━━━━━ Source document

My friend, Richard Mouw, a philosopher and former president of Fuller Theological Seminary, has raised an important challenge  about the use of counterexamples when making one’s case on certain controversial moral and political questions.
He shares one of the arguments he employs to explain to his friends why he opposes the legal recognition of same-sex “marriage” (SSM): “If we are to operate as a society on the assumption that any sincerely held view about what constitutes a marriage should be granted status in our laws and practices, I have asked, what would keep us from legalizing plural marriages, or even incestuous ones?” Mouw says that his question is often “met with disdain,” with the retort, “[C]an’t you do better than a ‘slippery slope’ argument?”
He finds the retort frustrating, since, “some slopes are indeed slippery, and we do well to approach them with caution.” In other words, if you advance the truth of principle X in order to justify practice Y, something that you support, why not also accept practice Z, something that you reject, since it too is entailed by principle X?
So, for example, if you support the legalization of marijuana for competent adults on the principle that “one has a right to do whatever one wants to one’s body without directly harming others,” then that principle not only justifies marijuana legalization but also the decriminalization of hard drugs like heroin.

━━━━━━━━━━

# What the exercise asks
Reproduce the passage on slippery-slope arguments word for word, from "So, for example, if" to "drugs like heroin.".

━━━━━ Records supplied

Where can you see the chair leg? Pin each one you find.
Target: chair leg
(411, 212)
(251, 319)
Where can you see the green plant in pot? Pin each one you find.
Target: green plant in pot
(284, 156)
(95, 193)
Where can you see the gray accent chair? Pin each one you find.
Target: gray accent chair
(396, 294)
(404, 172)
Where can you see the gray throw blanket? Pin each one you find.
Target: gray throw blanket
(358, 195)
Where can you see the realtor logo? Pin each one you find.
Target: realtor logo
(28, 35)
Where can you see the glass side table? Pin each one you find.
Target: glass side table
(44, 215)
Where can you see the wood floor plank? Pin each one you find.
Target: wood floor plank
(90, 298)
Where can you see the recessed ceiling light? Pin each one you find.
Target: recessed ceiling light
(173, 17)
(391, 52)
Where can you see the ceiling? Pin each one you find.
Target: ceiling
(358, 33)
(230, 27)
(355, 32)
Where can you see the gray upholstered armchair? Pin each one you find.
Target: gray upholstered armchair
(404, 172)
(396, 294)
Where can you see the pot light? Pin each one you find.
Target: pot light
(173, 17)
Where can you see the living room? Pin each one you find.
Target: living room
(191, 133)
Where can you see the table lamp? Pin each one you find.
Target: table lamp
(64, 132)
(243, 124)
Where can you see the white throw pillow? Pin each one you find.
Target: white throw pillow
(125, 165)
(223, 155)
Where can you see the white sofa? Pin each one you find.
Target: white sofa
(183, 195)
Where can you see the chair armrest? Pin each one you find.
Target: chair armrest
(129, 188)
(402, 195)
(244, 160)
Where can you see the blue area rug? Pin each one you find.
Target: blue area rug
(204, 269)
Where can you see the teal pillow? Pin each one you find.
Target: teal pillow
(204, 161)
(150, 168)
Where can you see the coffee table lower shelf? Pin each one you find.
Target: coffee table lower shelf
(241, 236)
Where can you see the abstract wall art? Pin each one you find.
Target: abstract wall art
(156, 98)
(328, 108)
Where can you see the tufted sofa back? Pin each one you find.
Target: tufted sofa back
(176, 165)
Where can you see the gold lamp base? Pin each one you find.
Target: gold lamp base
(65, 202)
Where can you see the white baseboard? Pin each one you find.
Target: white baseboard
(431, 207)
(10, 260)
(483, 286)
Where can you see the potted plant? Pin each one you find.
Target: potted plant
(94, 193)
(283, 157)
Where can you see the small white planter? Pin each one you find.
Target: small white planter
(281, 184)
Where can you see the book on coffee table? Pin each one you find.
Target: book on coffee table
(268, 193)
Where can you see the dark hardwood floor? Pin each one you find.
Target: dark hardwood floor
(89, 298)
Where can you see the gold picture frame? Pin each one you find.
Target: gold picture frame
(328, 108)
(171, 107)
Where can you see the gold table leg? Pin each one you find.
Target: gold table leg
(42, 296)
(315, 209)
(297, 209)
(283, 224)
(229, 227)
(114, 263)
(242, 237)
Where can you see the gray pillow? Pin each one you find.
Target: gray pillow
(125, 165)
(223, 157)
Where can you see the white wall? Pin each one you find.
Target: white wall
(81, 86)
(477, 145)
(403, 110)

━━━━━━━━━━

# Written reply
So, for example, if you support the legalization of marijuana for competent adults on the principle that “one has a right to do whatever one wants to one’s body without directly harming others,” then that principle not only justifies marijuana legalization but also the decriminalization of hard drugs like heroin.